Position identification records
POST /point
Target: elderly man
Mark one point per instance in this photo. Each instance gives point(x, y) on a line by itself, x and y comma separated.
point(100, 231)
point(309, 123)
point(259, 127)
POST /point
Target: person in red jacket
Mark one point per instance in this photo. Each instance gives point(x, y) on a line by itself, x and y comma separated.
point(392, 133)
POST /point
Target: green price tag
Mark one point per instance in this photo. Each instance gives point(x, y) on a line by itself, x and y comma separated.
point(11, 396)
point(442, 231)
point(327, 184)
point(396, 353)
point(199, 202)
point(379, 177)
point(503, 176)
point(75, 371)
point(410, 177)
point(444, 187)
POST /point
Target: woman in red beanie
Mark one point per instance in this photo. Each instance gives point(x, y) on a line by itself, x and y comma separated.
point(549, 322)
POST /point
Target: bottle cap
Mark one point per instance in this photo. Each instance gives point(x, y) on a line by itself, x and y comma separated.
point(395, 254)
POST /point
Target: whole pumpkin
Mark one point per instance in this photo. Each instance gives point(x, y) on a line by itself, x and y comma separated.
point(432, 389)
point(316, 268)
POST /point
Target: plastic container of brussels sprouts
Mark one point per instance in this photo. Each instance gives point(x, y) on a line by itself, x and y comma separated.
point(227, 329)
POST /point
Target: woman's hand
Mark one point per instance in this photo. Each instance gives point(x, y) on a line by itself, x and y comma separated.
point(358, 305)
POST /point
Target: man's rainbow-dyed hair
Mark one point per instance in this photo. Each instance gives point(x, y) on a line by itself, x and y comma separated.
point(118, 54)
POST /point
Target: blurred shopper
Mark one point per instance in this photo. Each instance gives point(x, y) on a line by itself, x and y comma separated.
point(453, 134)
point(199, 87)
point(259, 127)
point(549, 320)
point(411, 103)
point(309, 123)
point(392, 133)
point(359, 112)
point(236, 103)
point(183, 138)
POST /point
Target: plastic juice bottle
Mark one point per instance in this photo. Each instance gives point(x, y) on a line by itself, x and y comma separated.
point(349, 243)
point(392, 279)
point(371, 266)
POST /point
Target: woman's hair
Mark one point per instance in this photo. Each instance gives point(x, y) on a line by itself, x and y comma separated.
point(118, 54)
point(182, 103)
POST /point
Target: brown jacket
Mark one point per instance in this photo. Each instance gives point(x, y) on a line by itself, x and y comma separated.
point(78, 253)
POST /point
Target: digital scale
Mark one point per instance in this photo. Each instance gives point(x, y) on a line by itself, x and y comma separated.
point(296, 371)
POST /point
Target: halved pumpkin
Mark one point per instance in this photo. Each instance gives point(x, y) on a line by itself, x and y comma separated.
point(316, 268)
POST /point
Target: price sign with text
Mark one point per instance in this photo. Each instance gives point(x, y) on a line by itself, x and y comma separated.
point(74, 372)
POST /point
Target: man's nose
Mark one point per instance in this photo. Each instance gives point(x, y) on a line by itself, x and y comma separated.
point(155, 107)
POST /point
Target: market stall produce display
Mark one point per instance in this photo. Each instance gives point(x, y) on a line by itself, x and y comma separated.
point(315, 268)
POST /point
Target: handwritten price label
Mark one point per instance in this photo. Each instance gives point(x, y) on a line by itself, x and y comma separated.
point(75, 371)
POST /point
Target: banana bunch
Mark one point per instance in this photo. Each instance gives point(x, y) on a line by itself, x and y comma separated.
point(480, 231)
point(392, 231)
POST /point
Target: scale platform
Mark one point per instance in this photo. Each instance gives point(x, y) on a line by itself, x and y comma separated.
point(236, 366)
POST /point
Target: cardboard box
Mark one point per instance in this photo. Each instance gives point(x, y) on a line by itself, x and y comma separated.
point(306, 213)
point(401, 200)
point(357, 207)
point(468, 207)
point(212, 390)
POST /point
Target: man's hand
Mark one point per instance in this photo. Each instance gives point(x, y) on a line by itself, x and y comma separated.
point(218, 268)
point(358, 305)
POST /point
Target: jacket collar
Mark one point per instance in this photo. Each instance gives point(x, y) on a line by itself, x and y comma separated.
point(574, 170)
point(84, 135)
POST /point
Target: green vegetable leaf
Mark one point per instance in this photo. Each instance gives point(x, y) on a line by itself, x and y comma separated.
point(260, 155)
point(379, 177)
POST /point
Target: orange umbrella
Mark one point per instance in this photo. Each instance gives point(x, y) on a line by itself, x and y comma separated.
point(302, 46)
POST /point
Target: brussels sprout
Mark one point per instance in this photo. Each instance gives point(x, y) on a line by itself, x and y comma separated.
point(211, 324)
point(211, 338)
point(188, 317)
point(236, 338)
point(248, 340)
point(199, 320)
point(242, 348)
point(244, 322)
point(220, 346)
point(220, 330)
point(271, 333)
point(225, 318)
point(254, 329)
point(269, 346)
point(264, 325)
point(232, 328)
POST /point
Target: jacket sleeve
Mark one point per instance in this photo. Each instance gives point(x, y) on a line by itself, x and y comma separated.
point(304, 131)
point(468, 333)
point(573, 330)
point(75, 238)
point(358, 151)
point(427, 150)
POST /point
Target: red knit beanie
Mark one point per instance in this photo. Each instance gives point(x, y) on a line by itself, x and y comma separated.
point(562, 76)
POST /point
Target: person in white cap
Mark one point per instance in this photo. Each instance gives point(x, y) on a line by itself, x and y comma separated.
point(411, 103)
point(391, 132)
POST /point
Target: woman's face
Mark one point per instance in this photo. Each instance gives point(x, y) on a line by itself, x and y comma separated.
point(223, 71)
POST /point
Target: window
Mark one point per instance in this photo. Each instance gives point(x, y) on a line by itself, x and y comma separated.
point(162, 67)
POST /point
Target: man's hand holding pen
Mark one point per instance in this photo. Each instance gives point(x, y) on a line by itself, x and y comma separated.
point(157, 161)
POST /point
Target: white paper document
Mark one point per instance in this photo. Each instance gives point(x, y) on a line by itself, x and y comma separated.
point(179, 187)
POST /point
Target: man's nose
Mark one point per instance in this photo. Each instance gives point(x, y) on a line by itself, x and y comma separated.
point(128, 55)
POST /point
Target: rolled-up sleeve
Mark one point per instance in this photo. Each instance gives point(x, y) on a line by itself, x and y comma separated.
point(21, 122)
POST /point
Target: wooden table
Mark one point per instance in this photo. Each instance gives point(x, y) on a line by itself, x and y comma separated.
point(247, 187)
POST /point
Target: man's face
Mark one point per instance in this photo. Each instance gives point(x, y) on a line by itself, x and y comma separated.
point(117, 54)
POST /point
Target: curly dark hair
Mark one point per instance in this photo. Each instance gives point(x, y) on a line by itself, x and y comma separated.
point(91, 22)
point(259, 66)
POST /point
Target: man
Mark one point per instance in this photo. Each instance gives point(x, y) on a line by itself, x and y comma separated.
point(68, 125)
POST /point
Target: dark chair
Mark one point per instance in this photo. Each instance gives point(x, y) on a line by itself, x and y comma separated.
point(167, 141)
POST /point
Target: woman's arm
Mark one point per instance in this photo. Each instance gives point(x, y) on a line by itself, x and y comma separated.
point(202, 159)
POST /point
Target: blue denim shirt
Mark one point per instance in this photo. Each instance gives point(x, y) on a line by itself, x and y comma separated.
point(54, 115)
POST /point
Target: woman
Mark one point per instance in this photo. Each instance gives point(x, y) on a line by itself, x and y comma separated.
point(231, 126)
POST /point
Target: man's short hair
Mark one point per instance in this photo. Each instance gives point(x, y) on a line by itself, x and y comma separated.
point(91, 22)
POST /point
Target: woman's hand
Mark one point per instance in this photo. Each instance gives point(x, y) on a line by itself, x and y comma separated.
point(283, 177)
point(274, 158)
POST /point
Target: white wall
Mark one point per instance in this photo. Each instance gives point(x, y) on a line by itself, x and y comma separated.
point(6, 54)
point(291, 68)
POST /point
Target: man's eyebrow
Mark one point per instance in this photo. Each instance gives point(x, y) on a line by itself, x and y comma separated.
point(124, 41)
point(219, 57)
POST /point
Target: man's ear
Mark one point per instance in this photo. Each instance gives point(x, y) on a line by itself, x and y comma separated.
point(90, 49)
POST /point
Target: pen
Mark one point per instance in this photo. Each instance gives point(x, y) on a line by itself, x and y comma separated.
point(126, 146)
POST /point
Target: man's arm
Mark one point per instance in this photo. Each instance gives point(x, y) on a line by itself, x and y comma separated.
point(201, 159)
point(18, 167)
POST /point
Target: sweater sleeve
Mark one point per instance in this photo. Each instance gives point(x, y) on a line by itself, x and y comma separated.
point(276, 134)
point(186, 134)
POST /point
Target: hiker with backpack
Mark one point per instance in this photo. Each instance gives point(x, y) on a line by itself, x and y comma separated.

** What you should do **
Collect every line in the rows above that contains the word "plastic" and copy each one. Case matters.

** Complete output **
Target: plastic container of brussels sprouts
Target: plastic juice bottle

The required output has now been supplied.